[Exercise A] In the fertilizer passage, which crop is described as very sensitive to high salt conditions?
[Exercise B] Please list every factor that the fertilizer passage says determines how much fertilizer can be applied safely.
[Exercise C] Copy the fertilizer passage word for word between "It is important" and "are very sensitive.", inclusive.

[Quoted passage]
'''

It is important to know that salt index values do not predict the amount of injury that will occur to a crop in a specific field. They just provide a relative value of one product compared to another. The salt index of some fertilizers are shown in Table 1. The amount of fertilizer that can be applied safely depends on the crop species, the type of fertilizer, the fertilizer rate, soil type and soil moisture.  For example, wheat is moderately tolerant to high salt conditions, and corn has some tolerance, while soybeans are very sensitive.

Table 1. Salt index of Selected Fertilizers

Fertilizers that produce free ammonia such as urea will also increase stress placed on the seedling, which can increase injury. Ammonia toxicity occurs as urea breaks down to ammonia. High concentrations of ammonia near germinating seed is toxic and impairs water and nutrient uptake.  Free ammonia in the soil is increased with high soil pH, low CEC, and under dry conditions. When soil moisture is high, hydrogen from water will attach to ammonia to convert it to ammonium, which reduces the potential of ammonia injury.

Is there a Safe Rate for Soybeans?

'''

[Data excerpts]
'''

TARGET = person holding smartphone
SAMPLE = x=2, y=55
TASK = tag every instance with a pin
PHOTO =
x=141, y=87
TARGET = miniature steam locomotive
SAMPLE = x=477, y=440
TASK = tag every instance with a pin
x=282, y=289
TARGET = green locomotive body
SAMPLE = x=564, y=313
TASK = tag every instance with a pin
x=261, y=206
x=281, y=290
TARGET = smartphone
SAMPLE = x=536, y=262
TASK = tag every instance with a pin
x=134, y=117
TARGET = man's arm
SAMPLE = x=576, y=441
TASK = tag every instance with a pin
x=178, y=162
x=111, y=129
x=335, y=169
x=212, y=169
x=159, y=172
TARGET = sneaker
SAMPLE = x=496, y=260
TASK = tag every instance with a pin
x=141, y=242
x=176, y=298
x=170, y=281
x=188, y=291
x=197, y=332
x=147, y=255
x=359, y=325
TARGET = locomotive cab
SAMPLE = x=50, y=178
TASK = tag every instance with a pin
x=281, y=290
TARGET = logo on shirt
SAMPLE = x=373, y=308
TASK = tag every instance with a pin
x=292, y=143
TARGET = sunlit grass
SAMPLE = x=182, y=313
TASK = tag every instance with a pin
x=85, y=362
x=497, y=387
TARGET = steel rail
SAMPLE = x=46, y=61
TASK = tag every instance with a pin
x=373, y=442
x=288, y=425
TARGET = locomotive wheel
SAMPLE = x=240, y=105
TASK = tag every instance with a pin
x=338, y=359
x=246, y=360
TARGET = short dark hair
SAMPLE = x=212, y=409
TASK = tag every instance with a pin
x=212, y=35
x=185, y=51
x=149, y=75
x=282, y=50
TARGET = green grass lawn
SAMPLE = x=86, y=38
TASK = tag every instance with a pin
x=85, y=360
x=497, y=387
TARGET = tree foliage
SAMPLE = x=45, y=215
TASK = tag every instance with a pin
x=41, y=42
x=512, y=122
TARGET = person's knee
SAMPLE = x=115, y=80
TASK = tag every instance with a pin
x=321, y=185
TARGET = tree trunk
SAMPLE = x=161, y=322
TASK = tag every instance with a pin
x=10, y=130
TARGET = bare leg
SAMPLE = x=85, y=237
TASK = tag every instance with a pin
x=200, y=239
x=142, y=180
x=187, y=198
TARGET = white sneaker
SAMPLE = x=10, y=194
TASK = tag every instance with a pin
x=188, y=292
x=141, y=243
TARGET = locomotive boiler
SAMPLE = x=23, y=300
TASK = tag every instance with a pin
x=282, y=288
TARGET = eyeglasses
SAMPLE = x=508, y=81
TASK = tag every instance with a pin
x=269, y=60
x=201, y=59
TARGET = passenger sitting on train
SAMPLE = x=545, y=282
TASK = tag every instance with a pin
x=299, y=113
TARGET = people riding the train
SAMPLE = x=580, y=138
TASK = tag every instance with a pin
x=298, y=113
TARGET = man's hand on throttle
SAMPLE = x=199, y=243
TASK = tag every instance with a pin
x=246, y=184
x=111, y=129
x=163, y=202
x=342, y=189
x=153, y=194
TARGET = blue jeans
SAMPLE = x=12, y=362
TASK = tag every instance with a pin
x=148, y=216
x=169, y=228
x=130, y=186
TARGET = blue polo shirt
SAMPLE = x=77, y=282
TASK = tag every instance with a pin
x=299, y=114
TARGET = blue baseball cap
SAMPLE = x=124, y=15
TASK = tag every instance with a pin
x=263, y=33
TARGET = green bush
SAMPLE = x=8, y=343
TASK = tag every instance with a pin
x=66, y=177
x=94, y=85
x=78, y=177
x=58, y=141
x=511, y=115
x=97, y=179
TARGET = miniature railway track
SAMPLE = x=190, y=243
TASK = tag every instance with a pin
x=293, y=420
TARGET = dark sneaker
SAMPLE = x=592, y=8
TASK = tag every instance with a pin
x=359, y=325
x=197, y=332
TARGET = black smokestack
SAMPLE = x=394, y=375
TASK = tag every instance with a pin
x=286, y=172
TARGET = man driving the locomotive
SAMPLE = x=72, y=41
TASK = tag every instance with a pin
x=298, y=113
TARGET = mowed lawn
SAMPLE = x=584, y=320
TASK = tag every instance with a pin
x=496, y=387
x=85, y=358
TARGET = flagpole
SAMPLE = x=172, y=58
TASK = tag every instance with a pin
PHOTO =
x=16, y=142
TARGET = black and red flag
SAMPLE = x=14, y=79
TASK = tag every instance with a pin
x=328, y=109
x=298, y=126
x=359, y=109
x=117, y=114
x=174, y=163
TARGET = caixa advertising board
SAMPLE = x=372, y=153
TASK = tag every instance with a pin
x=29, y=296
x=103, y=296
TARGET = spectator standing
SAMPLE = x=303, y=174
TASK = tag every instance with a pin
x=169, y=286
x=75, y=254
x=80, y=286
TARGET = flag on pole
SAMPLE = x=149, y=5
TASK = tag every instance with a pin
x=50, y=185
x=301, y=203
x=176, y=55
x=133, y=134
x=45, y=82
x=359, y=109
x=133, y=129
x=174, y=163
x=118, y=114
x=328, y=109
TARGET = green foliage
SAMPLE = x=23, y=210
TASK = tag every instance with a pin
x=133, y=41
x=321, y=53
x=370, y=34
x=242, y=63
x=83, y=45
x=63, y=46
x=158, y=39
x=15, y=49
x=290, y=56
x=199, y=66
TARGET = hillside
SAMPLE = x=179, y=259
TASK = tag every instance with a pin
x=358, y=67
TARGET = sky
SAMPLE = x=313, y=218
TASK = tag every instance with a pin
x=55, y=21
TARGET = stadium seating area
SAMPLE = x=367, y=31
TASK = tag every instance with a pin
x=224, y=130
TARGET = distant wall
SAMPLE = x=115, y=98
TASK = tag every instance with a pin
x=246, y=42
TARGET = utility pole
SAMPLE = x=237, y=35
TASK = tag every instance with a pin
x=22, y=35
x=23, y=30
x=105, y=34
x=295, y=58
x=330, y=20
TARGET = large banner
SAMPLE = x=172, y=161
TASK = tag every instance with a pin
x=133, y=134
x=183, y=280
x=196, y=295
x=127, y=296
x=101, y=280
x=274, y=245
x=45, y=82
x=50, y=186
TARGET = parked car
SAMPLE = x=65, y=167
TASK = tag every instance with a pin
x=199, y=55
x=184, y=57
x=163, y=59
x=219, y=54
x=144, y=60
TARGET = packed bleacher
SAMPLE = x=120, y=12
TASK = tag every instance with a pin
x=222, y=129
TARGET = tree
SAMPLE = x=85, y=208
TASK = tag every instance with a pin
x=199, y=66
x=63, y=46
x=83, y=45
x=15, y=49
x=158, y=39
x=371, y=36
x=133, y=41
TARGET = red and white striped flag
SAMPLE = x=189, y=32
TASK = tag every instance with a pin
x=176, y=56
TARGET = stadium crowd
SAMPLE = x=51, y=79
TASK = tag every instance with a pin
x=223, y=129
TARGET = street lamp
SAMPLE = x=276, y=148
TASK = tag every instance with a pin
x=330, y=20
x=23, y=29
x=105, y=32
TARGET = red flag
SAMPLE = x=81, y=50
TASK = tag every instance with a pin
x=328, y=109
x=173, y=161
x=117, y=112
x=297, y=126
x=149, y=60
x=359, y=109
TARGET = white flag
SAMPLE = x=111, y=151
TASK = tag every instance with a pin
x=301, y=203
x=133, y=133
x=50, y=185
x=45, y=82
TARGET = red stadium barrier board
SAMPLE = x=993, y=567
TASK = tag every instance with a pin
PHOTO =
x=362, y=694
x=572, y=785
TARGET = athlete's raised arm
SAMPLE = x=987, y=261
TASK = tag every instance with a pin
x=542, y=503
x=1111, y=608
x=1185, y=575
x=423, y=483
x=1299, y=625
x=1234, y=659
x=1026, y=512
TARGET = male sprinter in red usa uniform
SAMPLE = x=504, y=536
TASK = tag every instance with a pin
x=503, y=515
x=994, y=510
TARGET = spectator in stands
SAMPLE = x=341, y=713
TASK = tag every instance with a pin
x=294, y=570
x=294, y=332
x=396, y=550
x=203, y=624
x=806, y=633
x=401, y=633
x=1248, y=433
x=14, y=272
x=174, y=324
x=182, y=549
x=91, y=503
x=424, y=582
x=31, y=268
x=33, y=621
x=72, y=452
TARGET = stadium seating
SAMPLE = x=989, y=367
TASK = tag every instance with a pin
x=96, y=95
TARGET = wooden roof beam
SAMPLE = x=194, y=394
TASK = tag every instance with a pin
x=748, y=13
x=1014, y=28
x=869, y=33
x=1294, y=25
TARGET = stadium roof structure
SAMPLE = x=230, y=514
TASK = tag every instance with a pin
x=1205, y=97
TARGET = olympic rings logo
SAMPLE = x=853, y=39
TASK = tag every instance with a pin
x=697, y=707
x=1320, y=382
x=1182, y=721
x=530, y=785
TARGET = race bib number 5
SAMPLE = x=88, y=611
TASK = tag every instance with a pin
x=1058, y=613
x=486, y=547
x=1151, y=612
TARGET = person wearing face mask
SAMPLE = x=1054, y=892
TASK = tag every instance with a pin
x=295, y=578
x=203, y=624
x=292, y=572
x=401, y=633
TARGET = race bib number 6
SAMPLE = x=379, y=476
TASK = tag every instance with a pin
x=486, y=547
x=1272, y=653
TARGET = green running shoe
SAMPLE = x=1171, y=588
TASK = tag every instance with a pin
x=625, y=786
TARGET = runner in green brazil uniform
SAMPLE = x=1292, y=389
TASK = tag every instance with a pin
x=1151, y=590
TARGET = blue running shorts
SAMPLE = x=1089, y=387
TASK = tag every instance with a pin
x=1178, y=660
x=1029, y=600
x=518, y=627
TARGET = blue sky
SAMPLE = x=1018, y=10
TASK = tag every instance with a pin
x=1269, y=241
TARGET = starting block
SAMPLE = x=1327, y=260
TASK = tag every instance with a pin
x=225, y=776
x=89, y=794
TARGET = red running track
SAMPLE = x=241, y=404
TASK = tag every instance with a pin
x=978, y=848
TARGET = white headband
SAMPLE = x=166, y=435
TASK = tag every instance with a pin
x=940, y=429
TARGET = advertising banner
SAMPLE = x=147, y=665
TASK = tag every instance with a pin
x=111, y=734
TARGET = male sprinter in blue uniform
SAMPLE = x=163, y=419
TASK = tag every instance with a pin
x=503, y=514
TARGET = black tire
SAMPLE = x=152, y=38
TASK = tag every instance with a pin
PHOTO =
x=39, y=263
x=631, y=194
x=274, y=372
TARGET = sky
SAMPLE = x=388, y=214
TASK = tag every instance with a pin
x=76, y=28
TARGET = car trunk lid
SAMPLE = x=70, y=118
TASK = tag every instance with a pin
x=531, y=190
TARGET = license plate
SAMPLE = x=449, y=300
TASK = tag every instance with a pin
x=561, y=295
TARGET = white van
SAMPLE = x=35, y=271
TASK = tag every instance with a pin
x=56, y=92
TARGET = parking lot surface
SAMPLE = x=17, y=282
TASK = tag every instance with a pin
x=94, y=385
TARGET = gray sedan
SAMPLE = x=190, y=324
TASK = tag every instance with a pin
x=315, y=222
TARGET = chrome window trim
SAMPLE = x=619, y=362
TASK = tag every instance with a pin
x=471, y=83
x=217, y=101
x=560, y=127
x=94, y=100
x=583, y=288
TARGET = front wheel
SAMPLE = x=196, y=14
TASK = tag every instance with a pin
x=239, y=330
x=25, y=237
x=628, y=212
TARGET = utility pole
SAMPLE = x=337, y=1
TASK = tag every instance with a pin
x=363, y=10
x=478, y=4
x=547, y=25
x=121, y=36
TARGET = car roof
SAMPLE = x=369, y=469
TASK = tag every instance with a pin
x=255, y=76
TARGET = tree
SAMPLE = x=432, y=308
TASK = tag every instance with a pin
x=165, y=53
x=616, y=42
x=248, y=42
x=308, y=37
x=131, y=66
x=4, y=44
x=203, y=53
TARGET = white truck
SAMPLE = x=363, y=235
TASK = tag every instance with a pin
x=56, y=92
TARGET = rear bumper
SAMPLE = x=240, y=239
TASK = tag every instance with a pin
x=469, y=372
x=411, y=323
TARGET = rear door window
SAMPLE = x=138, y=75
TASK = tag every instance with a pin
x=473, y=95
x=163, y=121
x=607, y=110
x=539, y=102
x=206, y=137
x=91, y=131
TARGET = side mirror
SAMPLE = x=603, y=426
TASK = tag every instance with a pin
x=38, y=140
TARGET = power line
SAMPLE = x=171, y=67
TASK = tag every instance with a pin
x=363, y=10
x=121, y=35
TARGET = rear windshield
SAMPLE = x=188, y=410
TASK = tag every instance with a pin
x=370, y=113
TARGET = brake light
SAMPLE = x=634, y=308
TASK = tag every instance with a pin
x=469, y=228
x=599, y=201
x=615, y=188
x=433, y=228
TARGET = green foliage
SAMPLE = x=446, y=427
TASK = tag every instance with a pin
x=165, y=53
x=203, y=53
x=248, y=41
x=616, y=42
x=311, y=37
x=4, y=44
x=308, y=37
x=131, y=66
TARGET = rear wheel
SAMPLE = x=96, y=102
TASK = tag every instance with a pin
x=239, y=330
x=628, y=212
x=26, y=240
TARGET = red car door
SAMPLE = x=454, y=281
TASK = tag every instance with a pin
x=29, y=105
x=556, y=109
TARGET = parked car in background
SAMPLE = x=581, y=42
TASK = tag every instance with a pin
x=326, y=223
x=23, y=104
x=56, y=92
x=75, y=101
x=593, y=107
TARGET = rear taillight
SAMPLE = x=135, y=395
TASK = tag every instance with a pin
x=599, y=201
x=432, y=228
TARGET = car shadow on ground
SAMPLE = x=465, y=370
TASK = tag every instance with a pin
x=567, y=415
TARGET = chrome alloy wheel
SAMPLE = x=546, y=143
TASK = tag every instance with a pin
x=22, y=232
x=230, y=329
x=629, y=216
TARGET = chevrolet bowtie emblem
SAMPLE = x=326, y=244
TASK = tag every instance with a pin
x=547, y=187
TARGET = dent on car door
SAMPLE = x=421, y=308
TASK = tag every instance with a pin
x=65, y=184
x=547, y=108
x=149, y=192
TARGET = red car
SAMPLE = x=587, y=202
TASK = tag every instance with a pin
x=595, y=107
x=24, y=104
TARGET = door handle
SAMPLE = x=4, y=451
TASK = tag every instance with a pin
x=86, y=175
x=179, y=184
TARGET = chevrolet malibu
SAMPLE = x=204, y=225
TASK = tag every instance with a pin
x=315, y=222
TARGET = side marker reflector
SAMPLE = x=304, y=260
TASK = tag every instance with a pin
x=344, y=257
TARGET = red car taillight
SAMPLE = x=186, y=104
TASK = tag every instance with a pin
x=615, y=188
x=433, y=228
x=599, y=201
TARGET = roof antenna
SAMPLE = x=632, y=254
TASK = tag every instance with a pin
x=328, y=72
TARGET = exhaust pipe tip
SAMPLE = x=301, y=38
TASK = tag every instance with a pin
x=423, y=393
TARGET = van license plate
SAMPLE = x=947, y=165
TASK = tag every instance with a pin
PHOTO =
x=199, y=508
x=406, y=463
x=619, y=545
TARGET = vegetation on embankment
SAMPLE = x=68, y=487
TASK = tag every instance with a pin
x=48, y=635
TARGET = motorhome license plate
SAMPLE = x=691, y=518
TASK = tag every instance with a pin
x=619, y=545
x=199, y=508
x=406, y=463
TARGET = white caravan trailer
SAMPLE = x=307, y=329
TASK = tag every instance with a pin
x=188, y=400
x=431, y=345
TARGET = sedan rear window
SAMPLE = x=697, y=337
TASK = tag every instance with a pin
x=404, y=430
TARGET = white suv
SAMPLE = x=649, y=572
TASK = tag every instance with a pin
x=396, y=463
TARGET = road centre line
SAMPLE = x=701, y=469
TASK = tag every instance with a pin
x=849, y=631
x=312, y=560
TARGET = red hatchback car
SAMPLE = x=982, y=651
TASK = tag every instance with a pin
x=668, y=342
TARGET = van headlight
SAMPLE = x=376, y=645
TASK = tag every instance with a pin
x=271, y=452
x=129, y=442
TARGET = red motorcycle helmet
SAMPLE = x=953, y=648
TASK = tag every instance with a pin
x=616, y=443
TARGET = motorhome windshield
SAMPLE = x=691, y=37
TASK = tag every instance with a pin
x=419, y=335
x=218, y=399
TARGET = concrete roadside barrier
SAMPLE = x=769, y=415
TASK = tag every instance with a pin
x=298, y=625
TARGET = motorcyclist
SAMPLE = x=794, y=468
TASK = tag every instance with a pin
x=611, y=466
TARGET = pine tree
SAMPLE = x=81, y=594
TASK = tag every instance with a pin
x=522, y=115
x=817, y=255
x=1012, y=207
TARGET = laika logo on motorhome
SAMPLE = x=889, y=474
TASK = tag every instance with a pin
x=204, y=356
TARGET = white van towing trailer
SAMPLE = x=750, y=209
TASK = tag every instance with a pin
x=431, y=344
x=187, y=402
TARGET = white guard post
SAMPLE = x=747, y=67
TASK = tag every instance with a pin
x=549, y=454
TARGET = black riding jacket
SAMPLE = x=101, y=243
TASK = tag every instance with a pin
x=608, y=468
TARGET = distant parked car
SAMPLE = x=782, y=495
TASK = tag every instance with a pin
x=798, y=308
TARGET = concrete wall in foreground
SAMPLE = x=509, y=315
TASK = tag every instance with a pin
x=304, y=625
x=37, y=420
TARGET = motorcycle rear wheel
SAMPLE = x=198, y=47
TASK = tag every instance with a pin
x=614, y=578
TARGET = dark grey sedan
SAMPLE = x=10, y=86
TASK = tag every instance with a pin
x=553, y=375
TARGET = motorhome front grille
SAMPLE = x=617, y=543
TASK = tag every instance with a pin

'''

[Response A] Soybeans

[Response B] crop species, the type of fertilizer, the fertilizer rate, soil type, soil moisture

[Response C]
It is important to know that salt index values do not predict the amount of injury that will occur to a crop in a specific field. They just provide a relative value of one product compared to another. The salt index of some fertilizers are shown in Table 1. The amount of fertilizer that can be applied safely depends on the crop species, the type of fertilizer, the fertilizer rate, soil type and soil moisture.  For example, wheat is moderately tolerant to high salt conditions, and corn has some tolerance, while soybeans are very sensitive.